> _EXCERPT_:
********
Disclosure Regime: SAT lays down parameters for timely disclosures

Gaurav Pingle, Practising Company Secretary and Renucka Vaiddya, Research Associate, Gaurav Pingle & Associates

The ‘Principles Governing Disclosures and Obligations of Listed Entity’ have been prescribed in Chapter II, Regulation 4 of the SEBI (Listing Obligations and Disclosure Requirements) Regulations, 2015. According to the provisions, a listed entity shall provide adequate and timely information to recognized stock exchange(s) and investors. However, what is adequate information is not very easy to determine and prescribe. It is very subjective – depending upon the nature of the transaction, the volume of transaction, and the company. Further, the Regulations provide that a listed entity shall refrain from misrepresentation and ensure that the information provided to recognized stock exchange(s) and investors is not misleading. A listed entity shall make the specified disclosures and follow its obligations in letter and spirit taking into consideration the interest of all stakeholders. The listed entity is also under an obligation to abide by all the provisions of the applicable laws including the securities laws and also such other guidelines as may be issued from time to time by SEBI and the recognised stock exchange(s) in this regard and as may be applicable.
********
> _DATA LISTING_:
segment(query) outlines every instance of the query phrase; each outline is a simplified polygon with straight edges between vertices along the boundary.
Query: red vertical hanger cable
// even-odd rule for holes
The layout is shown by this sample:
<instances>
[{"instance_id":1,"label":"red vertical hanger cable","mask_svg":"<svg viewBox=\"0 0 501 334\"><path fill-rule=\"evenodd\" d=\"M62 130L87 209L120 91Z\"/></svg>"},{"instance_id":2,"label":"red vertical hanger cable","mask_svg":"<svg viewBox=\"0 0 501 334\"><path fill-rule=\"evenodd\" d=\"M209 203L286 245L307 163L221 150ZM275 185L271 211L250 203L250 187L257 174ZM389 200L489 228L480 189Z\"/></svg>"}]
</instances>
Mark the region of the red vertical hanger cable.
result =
********
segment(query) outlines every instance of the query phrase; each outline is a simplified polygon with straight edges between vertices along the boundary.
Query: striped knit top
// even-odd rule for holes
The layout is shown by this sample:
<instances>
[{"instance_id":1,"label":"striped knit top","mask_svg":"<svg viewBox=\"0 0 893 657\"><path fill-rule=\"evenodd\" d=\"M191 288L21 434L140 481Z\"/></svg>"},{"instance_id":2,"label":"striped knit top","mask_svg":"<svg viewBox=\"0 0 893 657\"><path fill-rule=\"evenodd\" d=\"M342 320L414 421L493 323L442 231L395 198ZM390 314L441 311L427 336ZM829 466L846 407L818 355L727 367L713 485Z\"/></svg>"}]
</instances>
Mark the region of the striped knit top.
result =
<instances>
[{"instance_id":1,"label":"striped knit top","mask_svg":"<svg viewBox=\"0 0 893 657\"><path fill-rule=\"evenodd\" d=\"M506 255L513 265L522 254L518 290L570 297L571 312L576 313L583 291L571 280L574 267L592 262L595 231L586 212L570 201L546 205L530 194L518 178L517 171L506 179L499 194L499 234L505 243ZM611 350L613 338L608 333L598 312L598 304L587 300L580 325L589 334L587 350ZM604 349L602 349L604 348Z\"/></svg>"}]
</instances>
********
> _YOUR TASKS_:
**A)** According to the disclosure article, where are the 'Principles Governing Disclosures and Obligations of Listed Entity' prescribed?
**B)** List every factor that, according to the disclosure article, determines what counts as adequate information.
Rely solely on the disclosure article when responding.

> _SOLUTIONS BY TASK_:
**A)** In Chapter II, Regulation 4 of the SEBI (Listing Obligations and Disclosure Requirements) Regulations, 2015.

**B)**
- The nature of the transaction
- The volume of the transaction
- The company